EXERCISE >> Lines from the first one down to the one containing "249L228 195L211 234L251" in the data below are the only ones needed; please return them exactly, both ends included.

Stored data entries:
◆ ◆ ◆ ◆ ◆ ◆ ◆

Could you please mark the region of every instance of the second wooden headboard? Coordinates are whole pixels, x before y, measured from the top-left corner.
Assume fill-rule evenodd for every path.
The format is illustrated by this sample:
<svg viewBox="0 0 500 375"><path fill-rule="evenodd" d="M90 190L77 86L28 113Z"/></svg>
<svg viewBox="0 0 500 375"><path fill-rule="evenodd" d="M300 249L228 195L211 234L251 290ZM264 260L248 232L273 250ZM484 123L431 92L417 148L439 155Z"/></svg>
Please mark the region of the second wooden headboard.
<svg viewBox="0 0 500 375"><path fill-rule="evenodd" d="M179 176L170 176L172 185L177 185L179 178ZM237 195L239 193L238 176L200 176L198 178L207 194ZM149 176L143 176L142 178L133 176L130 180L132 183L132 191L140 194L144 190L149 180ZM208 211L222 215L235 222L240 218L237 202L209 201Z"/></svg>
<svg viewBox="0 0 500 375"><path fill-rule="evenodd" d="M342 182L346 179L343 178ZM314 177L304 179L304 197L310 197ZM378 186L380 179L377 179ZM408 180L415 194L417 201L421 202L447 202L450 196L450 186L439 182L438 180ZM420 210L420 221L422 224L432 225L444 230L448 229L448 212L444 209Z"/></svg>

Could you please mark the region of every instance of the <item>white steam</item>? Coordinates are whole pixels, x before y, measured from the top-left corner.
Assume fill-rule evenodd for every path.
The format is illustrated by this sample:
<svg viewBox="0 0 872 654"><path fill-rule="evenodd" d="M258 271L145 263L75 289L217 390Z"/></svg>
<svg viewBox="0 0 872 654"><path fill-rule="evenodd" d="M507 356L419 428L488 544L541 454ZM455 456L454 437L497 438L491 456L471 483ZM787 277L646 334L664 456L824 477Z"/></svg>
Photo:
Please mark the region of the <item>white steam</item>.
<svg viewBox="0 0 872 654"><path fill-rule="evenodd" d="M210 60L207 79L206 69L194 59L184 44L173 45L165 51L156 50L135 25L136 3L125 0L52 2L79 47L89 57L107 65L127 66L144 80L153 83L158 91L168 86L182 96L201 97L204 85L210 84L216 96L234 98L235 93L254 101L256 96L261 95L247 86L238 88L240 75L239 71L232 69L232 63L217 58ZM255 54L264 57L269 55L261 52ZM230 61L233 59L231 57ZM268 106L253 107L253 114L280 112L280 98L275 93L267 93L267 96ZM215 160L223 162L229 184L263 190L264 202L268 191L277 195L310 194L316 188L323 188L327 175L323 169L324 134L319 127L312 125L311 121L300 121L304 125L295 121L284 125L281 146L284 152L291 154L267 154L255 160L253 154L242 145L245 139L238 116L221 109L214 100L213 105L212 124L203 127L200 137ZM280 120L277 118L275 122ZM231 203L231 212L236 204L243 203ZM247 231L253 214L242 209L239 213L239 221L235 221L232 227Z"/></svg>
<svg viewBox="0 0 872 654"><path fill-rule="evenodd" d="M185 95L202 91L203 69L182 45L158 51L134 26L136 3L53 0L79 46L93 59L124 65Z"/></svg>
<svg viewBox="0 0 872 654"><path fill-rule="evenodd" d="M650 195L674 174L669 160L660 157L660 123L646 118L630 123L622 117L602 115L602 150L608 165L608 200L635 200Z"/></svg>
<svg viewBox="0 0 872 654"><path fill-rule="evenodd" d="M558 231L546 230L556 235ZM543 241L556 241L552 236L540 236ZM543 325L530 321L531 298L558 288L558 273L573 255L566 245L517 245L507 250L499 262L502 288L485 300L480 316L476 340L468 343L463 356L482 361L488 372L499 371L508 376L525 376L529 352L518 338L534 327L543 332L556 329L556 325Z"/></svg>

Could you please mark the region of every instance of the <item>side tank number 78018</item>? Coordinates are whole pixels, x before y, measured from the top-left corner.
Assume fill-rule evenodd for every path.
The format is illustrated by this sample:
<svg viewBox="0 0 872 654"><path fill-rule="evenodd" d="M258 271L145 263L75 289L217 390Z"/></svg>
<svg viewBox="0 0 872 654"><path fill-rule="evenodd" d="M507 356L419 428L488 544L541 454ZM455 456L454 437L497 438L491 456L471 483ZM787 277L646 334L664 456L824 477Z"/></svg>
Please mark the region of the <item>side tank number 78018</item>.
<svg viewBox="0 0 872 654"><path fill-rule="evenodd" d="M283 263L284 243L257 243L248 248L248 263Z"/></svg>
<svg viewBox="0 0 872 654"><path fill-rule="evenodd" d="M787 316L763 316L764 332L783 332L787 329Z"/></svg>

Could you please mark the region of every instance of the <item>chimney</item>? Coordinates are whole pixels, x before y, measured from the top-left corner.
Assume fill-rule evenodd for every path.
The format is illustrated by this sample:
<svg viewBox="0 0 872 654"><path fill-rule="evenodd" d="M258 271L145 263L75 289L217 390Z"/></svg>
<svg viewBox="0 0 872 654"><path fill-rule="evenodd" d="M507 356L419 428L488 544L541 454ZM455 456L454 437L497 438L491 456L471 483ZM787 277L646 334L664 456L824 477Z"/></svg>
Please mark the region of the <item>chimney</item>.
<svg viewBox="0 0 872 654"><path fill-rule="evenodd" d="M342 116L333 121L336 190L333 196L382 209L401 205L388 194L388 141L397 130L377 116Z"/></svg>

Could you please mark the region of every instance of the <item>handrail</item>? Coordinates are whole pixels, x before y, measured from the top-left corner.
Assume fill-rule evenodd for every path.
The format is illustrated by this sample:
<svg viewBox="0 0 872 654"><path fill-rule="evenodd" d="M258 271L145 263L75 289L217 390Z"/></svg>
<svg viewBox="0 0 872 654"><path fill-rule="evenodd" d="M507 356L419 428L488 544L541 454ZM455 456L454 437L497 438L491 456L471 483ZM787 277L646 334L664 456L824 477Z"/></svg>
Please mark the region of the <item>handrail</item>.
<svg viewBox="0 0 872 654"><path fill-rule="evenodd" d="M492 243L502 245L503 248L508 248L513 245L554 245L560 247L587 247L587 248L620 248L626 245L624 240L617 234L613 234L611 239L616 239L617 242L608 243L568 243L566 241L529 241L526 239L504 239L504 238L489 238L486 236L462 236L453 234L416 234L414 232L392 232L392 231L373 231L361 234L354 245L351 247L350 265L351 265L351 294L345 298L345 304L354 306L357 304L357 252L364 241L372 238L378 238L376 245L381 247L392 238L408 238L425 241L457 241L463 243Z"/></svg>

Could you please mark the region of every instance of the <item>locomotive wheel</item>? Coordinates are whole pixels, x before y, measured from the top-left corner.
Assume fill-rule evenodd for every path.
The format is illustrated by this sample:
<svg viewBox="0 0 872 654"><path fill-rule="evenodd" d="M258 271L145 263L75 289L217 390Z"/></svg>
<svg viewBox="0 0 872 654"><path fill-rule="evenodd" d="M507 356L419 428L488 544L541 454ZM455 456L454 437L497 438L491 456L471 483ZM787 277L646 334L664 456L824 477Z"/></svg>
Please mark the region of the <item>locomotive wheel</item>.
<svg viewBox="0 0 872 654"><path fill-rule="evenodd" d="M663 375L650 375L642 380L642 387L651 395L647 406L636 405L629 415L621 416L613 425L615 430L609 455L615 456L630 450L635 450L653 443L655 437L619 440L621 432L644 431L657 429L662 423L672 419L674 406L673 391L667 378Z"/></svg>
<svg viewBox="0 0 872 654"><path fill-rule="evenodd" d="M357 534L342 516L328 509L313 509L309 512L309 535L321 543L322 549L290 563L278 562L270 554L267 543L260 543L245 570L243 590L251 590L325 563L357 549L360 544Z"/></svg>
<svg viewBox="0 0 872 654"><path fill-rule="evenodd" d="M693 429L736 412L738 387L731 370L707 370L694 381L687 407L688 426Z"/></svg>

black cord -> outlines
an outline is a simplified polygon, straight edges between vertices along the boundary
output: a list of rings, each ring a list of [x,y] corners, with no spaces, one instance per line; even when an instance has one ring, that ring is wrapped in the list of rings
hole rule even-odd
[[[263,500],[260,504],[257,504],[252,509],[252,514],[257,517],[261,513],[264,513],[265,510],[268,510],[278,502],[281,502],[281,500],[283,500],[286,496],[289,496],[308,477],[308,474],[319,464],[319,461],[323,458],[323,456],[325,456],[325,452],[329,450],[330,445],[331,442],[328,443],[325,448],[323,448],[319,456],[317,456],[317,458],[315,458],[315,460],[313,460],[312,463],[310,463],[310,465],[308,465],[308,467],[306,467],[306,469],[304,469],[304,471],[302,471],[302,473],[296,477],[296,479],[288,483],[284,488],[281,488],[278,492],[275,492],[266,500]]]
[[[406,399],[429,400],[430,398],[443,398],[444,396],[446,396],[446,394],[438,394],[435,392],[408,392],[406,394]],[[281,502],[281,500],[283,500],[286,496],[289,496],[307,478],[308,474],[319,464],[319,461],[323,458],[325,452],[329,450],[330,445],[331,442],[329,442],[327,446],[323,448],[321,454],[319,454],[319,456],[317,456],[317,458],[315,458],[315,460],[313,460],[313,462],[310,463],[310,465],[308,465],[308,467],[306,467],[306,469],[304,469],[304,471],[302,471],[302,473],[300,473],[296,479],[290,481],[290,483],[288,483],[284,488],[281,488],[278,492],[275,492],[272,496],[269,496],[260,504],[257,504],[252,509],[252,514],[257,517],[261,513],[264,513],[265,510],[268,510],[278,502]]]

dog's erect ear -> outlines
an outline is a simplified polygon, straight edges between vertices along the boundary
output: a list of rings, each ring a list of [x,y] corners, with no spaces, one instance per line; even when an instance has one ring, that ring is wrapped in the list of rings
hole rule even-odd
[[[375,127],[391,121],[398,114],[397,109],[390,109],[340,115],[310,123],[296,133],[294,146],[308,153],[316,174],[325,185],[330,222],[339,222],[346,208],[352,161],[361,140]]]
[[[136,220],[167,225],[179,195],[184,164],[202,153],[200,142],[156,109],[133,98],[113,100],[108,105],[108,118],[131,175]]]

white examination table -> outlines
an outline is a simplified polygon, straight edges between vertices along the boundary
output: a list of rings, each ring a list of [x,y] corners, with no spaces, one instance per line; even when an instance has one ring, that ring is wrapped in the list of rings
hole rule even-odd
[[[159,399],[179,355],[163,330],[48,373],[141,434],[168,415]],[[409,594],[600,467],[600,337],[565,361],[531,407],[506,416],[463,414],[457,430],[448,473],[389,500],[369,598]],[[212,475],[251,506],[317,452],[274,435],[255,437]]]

◆ ◆ ◆ ◆ ◆ ◆ ◆

TASK OUTPUT >>
Could you please mark the region of every instance of the second wooden headboard? Coordinates are whole pixels, x before y, measured from the top-left corner.
Assume fill-rule evenodd for every path.
The format is illustrated by this sample:
<svg viewBox="0 0 500 375"><path fill-rule="evenodd" d="M90 190L77 86L28 113Z"/></svg>
<svg viewBox="0 0 500 375"><path fill-rule="evenodd" d="M300 249L228 195L211 234L251 290ZM264 260L248 232L273 250ZM484 123L431 92L417 148L439 155Z"/></svg>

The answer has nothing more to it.